A Light on the Path

For Melissa Chung — a first-generation student — earning a degree meant figuring things out on her own. Growing up during the communist revolution in China, neither of Melissa’s parents had any higher education experience. At a young age, they were both forced to quit school and work on farms. “My dad finished high school, but my mom only got through junior high,” she explains. “Their lack of education had a huge impact on their lives. It was one of the main reasons they decided to move to the United States — to look for better opportunities for their children.”

Because she loved the arts and humanities, Melissa originally enrolled at Utah Valley University to study theater. But as her interests changed and financial stresses grew, she decided to take a short break from school. Her short break eventually turned into years, with Melissa working full time in the technical support department of an online paper invoicing company.

After four years of working for this company, Melissa got the news she was being laid off. It was a difficult situation, but the experience gave her the opportunity to reflect and make important life decisions. “I had always hesitated to return to school. I couldn’t figure out how to pay for it. But after being laid off, I decided to return to school — even though I didn’t know exactly how to make it work.”

Melissa now views being laid off as a blessing in disguise. “It gave me the opportunity and the motivation to sit down, apply for grants, and find different options to pay for school,” she says. Melissa received UVU’s Returning Wolverine Grant, a fund specifically designed to assist former students who have taken an extended break from their education. “This grant has lit my path,” she says. “It allows me to focus on my education and is preparing me for a career where I can give back to my community.”

Melissa is pursuing a career as a therapist. She credits an experience in UVU’s theater program with inspiring that decision. While working as a backup house manager, she saw one of her fellow classmates blow up. “She was the type of person who put up huge walls. Most people avoided her,” Melissa explains. “At that moment, I sat down to talk with her and let her share her story. That experience really sparked my desire to want to go into psychology,” she says. “I want to help people to see who they really are, who they can be, and enable them to leave their past behind so they can achieve what they’re meant to achieve.”

----

To do:
a) For each statement about the profile of Melissa Chung, answer yes or no, and quote the words from the profile that decide it. (i) Both of Melissa's parents finished high school. (ii) Melissa first enrolled at Utah Valley University to study theater. (iii) Melissa worked for the invoicing company for four years before she was laid off.
b) Write out a passage of the profile word for word. Begin at the words "Because she loved" and stop after "paper invoicing company.".
The listing after this point is separate material and has no connection to the profile.

Recorded information:

----

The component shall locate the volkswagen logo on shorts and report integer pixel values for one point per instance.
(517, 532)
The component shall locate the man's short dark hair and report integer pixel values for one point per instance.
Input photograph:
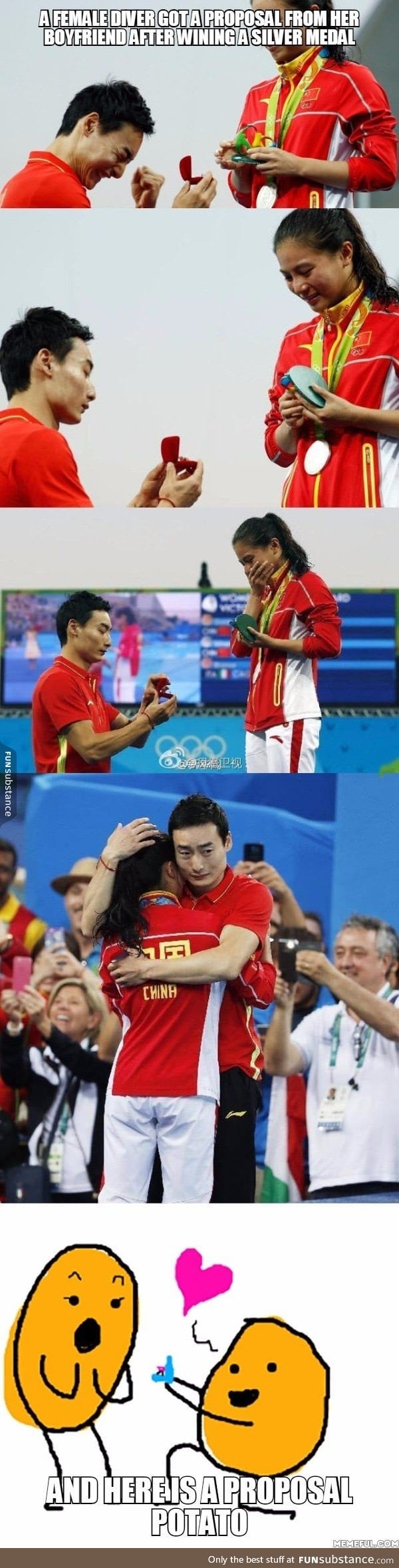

----

Answers in order:
a)
(i) No: "My dad finished high school, but my mom only got through junior high."
(ii) Yes: "Melissa originally enrolled at Utah Valley University to study theater."
(iii) Yes: "After four years of working for this company, Melissa got the news she was being laid off."

b)
Because she loved the arts and humanities, Melissa originally enrolled at Utah Valley University to study theater. But as her interests changed and financial stresses grew, she decided to take a short break from school. Her short break eventually turned into years, with Melissa working full time in the technical support department of an online paper invoicing company.